# [JOB]
Render all the rows below as a numbered list, one line per item, omitting blank lines and leaving the pictures out.
______
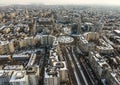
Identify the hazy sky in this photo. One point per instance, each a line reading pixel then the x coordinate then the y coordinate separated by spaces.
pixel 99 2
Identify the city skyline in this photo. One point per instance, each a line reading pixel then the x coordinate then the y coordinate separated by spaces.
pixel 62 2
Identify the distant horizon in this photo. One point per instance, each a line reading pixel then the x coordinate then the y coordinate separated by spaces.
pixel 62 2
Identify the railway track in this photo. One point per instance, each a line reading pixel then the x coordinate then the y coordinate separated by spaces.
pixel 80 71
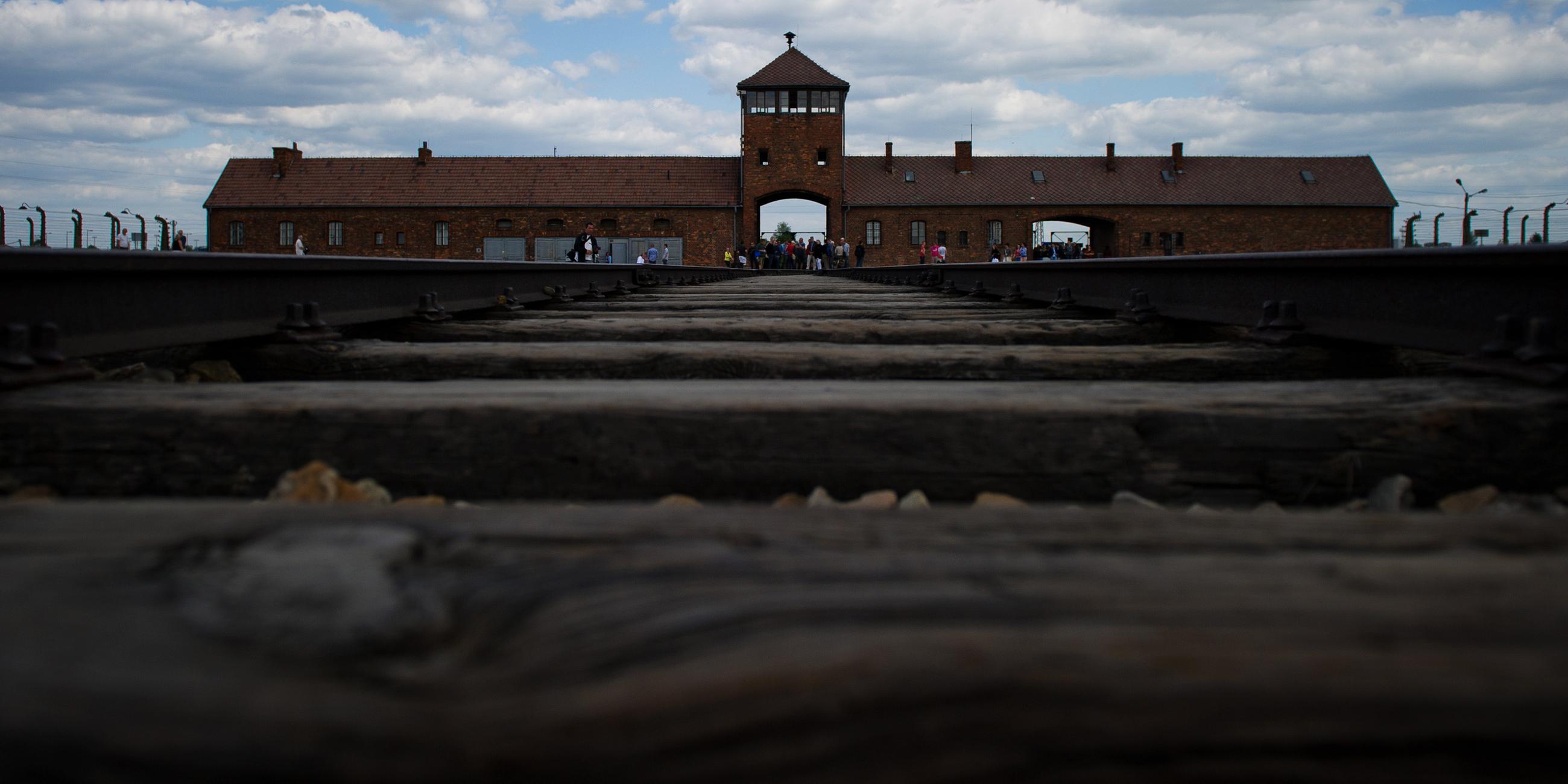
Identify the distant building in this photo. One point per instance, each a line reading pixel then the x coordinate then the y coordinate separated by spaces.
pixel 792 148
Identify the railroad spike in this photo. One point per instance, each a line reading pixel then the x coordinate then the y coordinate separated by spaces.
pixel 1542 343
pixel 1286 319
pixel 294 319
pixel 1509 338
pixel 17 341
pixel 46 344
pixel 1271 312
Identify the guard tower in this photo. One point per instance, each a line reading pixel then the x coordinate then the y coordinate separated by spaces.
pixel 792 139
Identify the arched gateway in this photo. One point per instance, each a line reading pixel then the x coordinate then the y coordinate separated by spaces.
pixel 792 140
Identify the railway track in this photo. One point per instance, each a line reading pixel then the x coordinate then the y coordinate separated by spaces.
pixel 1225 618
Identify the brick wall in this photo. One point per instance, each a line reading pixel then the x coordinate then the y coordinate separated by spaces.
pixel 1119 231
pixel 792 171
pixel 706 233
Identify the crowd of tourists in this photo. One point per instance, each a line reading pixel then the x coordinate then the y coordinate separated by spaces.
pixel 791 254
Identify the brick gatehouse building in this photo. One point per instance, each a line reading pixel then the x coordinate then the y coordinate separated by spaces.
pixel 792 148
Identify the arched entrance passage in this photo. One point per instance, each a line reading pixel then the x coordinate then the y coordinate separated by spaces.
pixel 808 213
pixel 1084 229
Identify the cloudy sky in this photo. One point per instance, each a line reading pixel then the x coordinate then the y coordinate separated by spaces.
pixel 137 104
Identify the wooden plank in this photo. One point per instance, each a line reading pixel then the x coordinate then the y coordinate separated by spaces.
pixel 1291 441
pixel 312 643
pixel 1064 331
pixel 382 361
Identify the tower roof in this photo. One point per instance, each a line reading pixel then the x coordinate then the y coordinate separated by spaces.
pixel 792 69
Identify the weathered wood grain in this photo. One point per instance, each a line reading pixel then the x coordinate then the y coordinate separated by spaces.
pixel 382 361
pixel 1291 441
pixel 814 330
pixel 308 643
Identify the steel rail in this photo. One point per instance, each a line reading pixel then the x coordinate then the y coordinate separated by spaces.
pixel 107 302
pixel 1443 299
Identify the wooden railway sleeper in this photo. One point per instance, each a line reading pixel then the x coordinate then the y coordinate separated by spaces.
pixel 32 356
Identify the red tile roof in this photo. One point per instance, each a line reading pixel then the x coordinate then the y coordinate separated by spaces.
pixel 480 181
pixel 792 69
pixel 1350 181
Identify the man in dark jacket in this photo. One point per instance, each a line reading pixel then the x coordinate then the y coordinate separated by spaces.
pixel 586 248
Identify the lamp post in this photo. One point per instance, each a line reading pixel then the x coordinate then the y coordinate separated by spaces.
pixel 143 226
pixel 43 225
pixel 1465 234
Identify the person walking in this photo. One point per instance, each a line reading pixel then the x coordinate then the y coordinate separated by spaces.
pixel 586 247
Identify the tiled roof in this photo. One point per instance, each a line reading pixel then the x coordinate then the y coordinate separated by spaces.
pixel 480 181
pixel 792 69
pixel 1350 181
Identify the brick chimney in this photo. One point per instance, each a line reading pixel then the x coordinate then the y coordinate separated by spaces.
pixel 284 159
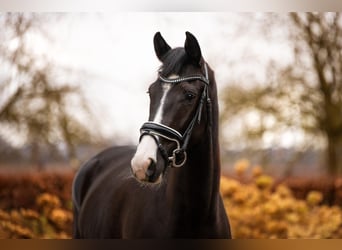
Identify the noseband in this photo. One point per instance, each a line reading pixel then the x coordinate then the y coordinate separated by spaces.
______
# [CORRECT RESPONSE]
1. Identify the hazy sky in this photo. One point per instance, each a line reading pixel then the x coordinate then the y coordinate separated by spaces.
2. pixel 99 2
3. Identify the city skyline in this photo. One point per instance, each a line reading pixel then the x coordinate then the y coordinate separated by spaces.
4. pixel 62 2
5. Identify the distant horizon in this photo. One point per instance, each a line reading pixel then the x coordinate then the y coordinate separated by spaces.
6. pixel 62 2
7. Identify the railway track in this photo. One point per instance, each a line reading pixel then the x coordinate then the y coordinate separated by spaces.
8. pixel 80 71
9. Identify the distant building in this photo. One point per instance, each a line reading pixel then the x coordinate then the y coordinate separated by spaces.
10. pixel 792 148
11. Identify the railroad spike in this photo. One point per instance, each a line reading pixel then the x coordinate then the y coordinate separated by spaces.
12. pixel 1542 343
13. pixel 1286 319
14. pixel 294 319
15. pixel 1509 338
16. pixel 17 341
17. pixel 46 344
18. pixel 1271 312
19. Identify the guard tower in this photo. One point per instance, each a line reading pixel then the x coordinate then the y coordinate separated by spaces.
20. pixel 792 139
21. Identify the arched gateway in this photo. One point per instance, each a line reading pixel then the x coordinate then the y coordinate separated by spaces.
22. pixel 792 140
23. Identify the railway track in this photo. One point per instance, each a line reading pixel then the x coordinate then the y coordinate separated by spaces.
24. pixel 1225 618
25. Identify the brick wall in this photo. One point per instance, each a line reading pixel then the x coordinate then the y coordinate separated by spaces.
26. pixel 1119 231
27. pixel 792 171
28. pixel 706 233
29. Identify the crowd of tourists in this photo. One point per instance, each a line reading pixel then the x coordinate then the y coordinate separated by spaces.
30. pixel 791 254
31. Identify the brick gatehouse building in this photo. One point per instance, each a line reading pixel then the x coordinate then the y coordinate separated by spaces.
32. pixel 792 148
33. Identify the arched entrance passage in this photo. One point per instance, each a line reading pixel then the x coordinate then the y coordinate separated by spaces.
34. pixel 808 213
35. pixel 1084 229
36. Identify the cloudy sky in this photo. One point per instance, each a line reading pixel then the x coordinate then the y coordinate separated by spaces.
37. pixel 137 104
38. Identify the wooden plank in this photo. One point per instance, each a line reading pixel then the x coordinate then the y coordinate separated by spaces.
39. pixel 1291 441
40. pixel 312 643
41. pixel 1064 331
42. pixel 382 361
43. Identify the tower roof in this photo. One point per instance, each a line reading pixel then the x coordinate then the y coordinate separated by spaces.
44. pixel 792 69
45. Identify the weathered wood grain in this photo. One point per instance, each a line reading pixel then the x coordinate then the y coordinate separated by spaces.
46. pixel 382 361
47. pixel 1291 441
48. pixel 814 330
49. pixel 308 643
50. Identify the steel rail in this photo. One point per instance, each a line reading pixel then the x coordinate then the y coordinate separated by spaces.
51. pixel 107 302
52. pixel 1443 299
53. Identify the wooden railway sleeper in this photo. One point per instance, each a line reading pixel then the x coordinate then the y coordinate separated by spaces.
54. pixel 32 356
55. Identify the red tile roof in this photo. One point per instance, each a line reading pixel then the x coordinate then the y coordinate separated by spaces.
56. pixel 480 181
57. pixel 792 69
58. pixel 1350 181
59. Identify the man in dark jacket in this photo. One point per instance, each a line reading pixel then the x coordinate then the y coordinate separated by spaces.
60. pixel 586 248
61. Identify the lamp post in this photo. One point per instance, each a line reading pixel then the x coordinate then the y coordinate separated by spaces.
62. pixel 143 226
63. pixel 43 225
64. pixel 1465 234
65. Identify the person walking in this photo. One point per instance, each a line reading pixel then the x coordinate then the y coordinate separated by spaces.
66. pixel 586 247
67. Identify the tiled roof in this photo. One point per instance, each a line reading pixel then the x coordinate then the y coordinate separated by spaces.
68. pixel 480 181
69. pixel 792 69
70. pixel 1350 181
71. Identify the brick chimney in this photo. One point per instance, each a line reading pixel then the x coordinate then the y coordinate separated by spaces.
72. pixel 284 159
73. Identify the noseband in this photo. One point per instance, each a line reading pixel then the x coordinate then the y coordinate separated by spaces.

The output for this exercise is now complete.